Raw records:

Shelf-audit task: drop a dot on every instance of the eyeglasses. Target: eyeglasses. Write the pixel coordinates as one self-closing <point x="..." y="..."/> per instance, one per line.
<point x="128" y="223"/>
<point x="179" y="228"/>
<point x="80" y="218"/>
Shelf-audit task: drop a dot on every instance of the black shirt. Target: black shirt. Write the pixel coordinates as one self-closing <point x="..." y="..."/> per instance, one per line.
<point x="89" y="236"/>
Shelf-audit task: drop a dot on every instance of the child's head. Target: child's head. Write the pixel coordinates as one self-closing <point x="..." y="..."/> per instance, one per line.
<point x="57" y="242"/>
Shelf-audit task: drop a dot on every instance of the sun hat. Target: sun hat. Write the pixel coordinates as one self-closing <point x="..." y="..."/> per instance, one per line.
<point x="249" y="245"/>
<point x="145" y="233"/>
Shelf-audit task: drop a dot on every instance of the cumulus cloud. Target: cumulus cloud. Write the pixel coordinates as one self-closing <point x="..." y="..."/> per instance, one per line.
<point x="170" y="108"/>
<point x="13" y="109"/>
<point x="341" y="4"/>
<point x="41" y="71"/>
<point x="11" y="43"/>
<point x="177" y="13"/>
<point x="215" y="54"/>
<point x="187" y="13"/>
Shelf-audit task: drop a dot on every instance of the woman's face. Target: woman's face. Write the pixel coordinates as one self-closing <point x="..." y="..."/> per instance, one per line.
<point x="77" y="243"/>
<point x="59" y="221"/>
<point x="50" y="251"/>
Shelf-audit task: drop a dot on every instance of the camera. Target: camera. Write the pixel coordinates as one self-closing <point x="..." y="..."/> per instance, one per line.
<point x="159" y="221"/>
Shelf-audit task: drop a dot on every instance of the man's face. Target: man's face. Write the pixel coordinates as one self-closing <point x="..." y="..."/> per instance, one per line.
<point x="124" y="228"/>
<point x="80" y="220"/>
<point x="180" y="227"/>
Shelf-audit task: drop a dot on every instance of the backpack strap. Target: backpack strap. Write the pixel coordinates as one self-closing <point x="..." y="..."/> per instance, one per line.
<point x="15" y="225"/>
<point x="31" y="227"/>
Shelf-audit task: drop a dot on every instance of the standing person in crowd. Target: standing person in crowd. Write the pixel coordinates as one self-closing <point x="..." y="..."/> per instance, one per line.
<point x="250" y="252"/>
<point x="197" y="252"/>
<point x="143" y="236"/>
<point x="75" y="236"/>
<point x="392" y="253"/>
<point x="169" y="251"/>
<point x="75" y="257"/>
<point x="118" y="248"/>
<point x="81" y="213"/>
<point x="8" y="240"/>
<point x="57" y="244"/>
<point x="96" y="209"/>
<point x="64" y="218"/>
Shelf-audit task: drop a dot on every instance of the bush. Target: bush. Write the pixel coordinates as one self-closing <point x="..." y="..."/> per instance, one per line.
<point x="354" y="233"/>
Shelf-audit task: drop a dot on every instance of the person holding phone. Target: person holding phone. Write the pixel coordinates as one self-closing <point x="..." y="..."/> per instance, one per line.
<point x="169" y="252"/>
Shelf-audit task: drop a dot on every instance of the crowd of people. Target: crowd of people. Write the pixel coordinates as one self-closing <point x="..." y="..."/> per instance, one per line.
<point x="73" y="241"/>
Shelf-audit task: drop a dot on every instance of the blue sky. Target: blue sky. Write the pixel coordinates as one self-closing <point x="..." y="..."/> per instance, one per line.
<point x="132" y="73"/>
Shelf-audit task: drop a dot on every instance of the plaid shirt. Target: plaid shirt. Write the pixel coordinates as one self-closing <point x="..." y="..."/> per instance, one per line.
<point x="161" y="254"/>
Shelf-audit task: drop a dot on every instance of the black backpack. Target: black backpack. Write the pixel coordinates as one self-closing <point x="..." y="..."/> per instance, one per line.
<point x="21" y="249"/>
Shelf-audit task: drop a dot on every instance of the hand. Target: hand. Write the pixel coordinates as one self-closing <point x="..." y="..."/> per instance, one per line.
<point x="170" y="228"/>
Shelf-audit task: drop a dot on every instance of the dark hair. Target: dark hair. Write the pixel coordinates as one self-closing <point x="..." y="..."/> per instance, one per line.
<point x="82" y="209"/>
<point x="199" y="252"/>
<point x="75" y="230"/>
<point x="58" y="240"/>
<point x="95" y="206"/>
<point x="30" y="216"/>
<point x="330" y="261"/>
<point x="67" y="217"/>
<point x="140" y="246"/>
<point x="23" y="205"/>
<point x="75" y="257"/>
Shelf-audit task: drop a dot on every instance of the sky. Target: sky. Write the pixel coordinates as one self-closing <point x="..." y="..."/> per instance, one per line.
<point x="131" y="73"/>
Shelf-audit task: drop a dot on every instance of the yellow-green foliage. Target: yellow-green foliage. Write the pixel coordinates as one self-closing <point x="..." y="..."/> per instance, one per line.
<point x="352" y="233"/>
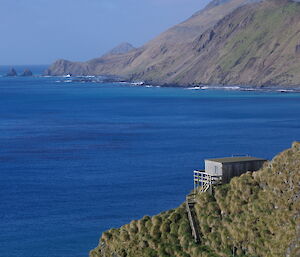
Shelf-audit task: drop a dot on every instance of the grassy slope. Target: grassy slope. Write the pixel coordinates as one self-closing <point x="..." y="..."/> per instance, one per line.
<point x="256" y="215"/>
<point x="271" y="39"/>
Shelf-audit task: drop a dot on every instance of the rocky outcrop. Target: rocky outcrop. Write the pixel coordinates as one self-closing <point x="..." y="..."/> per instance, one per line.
<point x="12" y="73"/>
<point x="163" y="53"/>
<point x="228" y="42"/>
<point x="27" y="73"/>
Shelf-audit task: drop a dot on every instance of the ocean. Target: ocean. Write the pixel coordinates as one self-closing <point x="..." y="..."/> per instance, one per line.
<point x="79" y="158"/>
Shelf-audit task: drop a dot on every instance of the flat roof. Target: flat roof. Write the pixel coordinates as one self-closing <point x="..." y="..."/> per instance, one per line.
<point x="236" y="159"/>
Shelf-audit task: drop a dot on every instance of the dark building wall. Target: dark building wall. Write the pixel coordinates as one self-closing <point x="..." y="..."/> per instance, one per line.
<point x="231" y="170"/>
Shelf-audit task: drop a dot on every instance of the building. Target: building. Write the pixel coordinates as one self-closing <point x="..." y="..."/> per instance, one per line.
<point x="222" y="170"/>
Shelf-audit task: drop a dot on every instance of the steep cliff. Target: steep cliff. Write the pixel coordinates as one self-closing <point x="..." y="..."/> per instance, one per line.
<point x="257" y="214"/>
<point x="162" y="52"/>
<point x="228" y="42"/>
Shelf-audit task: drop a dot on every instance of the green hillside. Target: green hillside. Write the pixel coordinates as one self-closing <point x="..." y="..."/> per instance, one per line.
<point x="257" y="215"/>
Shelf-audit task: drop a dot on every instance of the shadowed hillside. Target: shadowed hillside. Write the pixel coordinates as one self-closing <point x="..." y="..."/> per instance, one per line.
<point x="257" y="214"/>
<point x="163" y="51"/>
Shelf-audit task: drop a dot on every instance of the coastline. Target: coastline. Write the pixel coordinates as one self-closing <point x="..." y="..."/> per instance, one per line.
<point x="234" y="87"/>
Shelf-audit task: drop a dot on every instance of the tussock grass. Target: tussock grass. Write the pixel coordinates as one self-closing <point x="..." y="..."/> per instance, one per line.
<point x="256" y="215"/>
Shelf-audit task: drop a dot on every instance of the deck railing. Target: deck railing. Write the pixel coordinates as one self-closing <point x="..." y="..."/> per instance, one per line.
<point x="203" y="181"/>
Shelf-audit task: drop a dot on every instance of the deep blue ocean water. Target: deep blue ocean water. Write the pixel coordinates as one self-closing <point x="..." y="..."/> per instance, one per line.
<point x="79" y="158"/>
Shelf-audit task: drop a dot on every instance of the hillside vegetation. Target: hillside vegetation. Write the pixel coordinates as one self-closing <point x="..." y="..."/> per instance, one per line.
<point x="257" y="215"/>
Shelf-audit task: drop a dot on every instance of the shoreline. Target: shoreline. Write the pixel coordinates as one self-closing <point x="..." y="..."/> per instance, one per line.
<point x="149" y="84"/>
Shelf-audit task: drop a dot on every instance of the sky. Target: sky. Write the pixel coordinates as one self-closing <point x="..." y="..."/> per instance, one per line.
<point x="42" y="31"/>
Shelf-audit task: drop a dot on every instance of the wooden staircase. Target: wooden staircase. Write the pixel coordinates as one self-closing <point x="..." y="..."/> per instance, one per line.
<point x="190" y="203"/>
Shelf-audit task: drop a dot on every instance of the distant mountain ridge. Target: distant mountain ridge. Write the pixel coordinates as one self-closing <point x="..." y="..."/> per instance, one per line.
<point x="228" y="42"/>
<point x="123" y="48"/>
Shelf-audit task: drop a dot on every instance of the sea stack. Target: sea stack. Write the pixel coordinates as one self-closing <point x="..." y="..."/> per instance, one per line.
<point x="11" y="73"/>
<point x="27" y="73"/>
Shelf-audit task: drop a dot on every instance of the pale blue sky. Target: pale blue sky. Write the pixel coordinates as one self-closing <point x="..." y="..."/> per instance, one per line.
<point x="41" y="31"/>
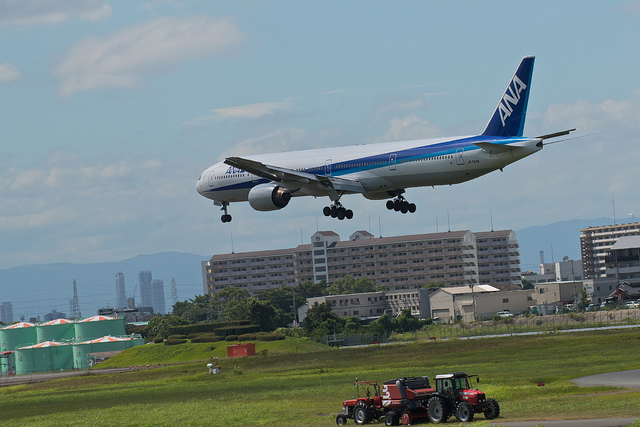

Task brief:
Turn the records above, from the line containing "Shelf-audit task: drop a dot on every instance of the pale" through the end of the records, into a numbered list with blank lines omitted. Leave the pictures out of your answer.

Task output:
1. Shelf-audit task: drop a dot on every instance of the pale blue sky. Target: pale blue sky. Write the pixel coordinates as one self-closing <point x="..." y="..."/> per instance, one per line.
2. <point x="41" y="31"/>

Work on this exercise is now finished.